TEXTE DU DOCUMENT:
====================
2Catane avait été perdue par les Normands à la mort d’Ibn al-Thumna (II, 22). Selon Aimé VI, 14, Roger mit quatre jours à reprendre la ville, où il laissa une garnison de quarante hommes. On peut s’étonner que Malaterra n’ait rien dit de la manière dont Roger s’en empara. Le comte avait probablement gagné Catane par mer, car la région comprise entre Taormine et le nord de l’île ne fut prise qu’en 1079 (Loud 2000, 159).

3Malaterra est le seul témoin de cette feinte. Loud 2000, 160, fait justement remarquer que, si l’intention du duc était réellement de tromper l’adversaire, il devait avoir pour cibles non seulement les Palermitains, mais aussi les Zīrides, qui continuaient de fournir des renforts à la flotte sicilienne (voir Guil. Ap. III, 225-226).

4Roger fit la route par voie de terre, passant par Troina (Aimé VI, 14). Robert se réserva donc sans doute la conduite de la flotte.

5Palerme est entièrement close de murs, quand les Normands posent le siège devant la ville : cette nouvelle fortification date des environs de 1020, d’après le témoignage du Kitāb Garā’ib al-funūn wa-mulah al-’uyūn ou Le Livre des curiosités des sciences et des merveilles pour les yeux. Ce texte d’un auteur anonyme, étudié par Johns 2004, donne des informations qui permettent d’appréhender l’évolution de la configuration de la ville pendant les cinquante ans qui ont suivi le voyage de l’Irakien Ibn Ḥawqal, en 973 : celui-ci avait fait une description de la cité, déjà considérable, dans sa géographie, L’Image du monde (Sūrat al-arḍ), commentée en détails par Maurici 1992, 55-59 ; voir aussi De Simone 1993. Parmi les cinq quartiers de la ville, il évoquait notamment les deux forteresses : le noyau ancien de Palerme-Balarm entouré d’une muraille, de forme oblongue, qui avait pris le nom de Qasr, et la seconde, la nouvelle, la Kalsa (Khalisah, l’« Élue »), qui abritait le siège du pouvoir kalbite et allait jouer un rôle stratégique dans la prise de la ville par les Normands. Avant l’étude du manuscrit arabe du Kitāb par J. Johns, les chroniques latines de la conquête, et en particulier celle de Geoffroi Malaterra, étaient les seules sources qui permettaient de dater l’édification de l’enceinte palermitaine de la première moitié du XIe siècle (voir Maurici 1992, 60-62 ; 339). Voir encore infra, II, 45, 4.
====================
Entrées de données extraites:
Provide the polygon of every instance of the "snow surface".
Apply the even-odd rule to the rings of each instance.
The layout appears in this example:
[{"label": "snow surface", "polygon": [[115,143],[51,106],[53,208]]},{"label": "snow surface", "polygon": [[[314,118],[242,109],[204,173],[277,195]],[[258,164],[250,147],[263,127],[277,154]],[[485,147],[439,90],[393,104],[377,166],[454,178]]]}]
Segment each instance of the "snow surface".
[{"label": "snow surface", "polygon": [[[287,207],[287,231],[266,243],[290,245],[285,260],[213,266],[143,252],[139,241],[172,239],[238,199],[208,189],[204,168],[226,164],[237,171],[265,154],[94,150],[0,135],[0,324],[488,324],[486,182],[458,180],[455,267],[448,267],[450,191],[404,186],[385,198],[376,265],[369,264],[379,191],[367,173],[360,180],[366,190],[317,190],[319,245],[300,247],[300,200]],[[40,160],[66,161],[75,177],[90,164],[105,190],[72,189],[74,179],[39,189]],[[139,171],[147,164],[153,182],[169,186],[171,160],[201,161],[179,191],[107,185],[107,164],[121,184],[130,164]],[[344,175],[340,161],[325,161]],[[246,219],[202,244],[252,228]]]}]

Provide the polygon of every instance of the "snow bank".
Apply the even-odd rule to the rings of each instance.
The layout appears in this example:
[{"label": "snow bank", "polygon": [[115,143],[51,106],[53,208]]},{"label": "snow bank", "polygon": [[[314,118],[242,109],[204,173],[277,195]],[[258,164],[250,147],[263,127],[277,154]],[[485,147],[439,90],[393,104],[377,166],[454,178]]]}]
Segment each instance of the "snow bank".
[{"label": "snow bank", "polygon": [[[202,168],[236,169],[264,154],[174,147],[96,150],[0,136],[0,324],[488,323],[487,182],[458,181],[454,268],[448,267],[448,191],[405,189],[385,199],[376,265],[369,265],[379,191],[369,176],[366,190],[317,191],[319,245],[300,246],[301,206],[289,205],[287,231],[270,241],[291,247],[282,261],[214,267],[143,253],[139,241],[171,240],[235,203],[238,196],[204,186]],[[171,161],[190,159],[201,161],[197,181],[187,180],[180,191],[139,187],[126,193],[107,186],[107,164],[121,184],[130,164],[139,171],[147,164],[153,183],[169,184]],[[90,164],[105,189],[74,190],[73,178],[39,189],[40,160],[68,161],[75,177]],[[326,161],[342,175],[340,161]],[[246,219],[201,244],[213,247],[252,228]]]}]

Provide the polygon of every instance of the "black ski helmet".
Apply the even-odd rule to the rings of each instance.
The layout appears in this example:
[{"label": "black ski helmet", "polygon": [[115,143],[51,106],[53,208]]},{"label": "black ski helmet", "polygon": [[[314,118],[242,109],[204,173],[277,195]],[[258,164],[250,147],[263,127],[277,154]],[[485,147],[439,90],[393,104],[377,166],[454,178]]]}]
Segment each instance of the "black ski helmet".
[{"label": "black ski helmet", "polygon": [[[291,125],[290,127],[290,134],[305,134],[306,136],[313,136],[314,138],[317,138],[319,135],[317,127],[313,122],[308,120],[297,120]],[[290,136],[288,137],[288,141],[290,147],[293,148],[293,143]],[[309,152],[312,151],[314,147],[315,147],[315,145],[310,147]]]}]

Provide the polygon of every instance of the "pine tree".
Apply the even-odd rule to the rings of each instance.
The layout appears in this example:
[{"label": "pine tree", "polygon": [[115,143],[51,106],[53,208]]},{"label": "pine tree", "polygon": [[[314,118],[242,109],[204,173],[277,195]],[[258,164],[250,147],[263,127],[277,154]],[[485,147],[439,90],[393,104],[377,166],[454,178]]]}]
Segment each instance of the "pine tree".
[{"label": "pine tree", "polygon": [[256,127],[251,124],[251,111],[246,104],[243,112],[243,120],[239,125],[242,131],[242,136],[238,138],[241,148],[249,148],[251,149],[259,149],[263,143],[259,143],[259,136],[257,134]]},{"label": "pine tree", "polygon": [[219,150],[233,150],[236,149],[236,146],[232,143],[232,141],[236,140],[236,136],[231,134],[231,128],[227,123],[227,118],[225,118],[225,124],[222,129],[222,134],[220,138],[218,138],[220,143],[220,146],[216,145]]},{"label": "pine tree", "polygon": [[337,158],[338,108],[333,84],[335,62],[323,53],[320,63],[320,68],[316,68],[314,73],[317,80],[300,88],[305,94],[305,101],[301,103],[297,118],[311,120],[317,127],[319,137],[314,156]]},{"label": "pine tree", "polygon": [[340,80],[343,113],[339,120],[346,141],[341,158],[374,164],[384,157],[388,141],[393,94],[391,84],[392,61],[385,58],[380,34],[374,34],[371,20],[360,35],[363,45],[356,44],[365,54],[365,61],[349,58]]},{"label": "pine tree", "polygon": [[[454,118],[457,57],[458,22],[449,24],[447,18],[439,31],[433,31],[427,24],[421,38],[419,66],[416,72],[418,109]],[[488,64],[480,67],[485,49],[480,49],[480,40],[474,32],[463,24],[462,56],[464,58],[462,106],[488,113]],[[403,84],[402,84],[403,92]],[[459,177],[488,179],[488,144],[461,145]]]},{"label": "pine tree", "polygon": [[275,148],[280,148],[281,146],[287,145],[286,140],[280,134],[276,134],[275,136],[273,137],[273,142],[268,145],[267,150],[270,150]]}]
====================
CONSIGNES DE L'EXERCICE:
A: Répondez à ces questions sur le texte consacré à la conquête normande de la Sicile :
(i) Combien de jours Roger mit-il à reprendre Catane selon Aimé ?
(ii) En quelle année eut lieu le voyage de l'Irakien Ibn Ḥawqal ?
(iii) De quand date la nouvelle fortification de Palerme ?
B: Relevez chaque ligne contenant la chaîne "every", en tenant compte de la casse.
Le texte et les lignes n'ont aucun rapport entre eux.

RÉPONSES FINALES:
A:
(i) Quatre jours.
(ii) En 973.
(iii) Des environs de 1020.

B:
Provide the polygon of every instance of the "snow surface".
Provide the polygon of every instance of the "snow bank".
Provide the polygon of every instance of the "black ski helmet".
Provide the polygon of every instance of the "pine tree".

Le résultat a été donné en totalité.